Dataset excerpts
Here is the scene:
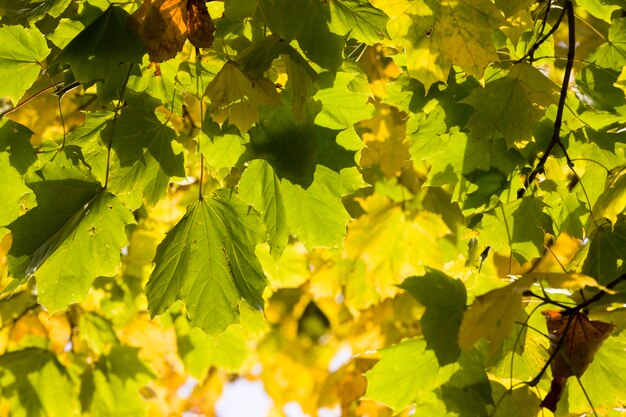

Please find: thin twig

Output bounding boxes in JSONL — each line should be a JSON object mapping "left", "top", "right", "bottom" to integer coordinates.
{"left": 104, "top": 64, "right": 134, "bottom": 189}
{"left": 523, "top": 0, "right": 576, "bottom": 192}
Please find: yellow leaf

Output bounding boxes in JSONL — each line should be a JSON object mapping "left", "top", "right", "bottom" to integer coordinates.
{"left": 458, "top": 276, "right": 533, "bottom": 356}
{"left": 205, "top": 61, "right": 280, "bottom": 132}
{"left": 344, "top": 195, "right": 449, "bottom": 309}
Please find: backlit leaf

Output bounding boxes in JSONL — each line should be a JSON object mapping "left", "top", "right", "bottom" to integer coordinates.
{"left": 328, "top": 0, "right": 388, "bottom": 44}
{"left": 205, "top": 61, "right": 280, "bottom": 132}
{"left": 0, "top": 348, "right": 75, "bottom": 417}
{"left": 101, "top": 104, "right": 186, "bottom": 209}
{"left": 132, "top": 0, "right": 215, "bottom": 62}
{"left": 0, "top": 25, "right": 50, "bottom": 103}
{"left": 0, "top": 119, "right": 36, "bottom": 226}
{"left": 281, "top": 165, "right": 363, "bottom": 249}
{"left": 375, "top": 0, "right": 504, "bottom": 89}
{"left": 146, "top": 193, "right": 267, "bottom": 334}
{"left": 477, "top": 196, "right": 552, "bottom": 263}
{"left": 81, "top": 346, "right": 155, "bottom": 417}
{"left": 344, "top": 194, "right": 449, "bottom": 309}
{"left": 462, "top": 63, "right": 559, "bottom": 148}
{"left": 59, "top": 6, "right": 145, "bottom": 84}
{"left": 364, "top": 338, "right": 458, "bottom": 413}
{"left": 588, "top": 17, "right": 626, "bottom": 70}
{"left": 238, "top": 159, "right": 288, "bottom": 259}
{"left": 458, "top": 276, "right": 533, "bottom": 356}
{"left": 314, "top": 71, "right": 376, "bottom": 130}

▶ _What to do_
Print the lines from the beginning of the records up to and including the line containing "Please find: backlit leaf", word for word, with no pictures.

▶ _Solution_
Here is the scene:

Please find: thin twig

Output bounding boxes in JSONL — each line should be a JSON object mapping "left", "top", "right", "bottom" to integer coordinates.
{"left": 104, "top": 64, "right": 134, "bottom": 189}
{"left": 523, "top": 0, "right": 576, "bottom": 192}
Please find: yellow leaf

Output bounding boxes in JSONL — each line should be a JSON object mapping "left", "top", "right", "bottom" to integer coordinates.
{"left": 458, "top": 276, "right": 533, "bottom": 356}
{"left": 205, "top": 61, "right": 280, "bottom": 132}
{"left": 344, "top": 195, "right": 449, "bottom": 309}
Please find: backlit leaf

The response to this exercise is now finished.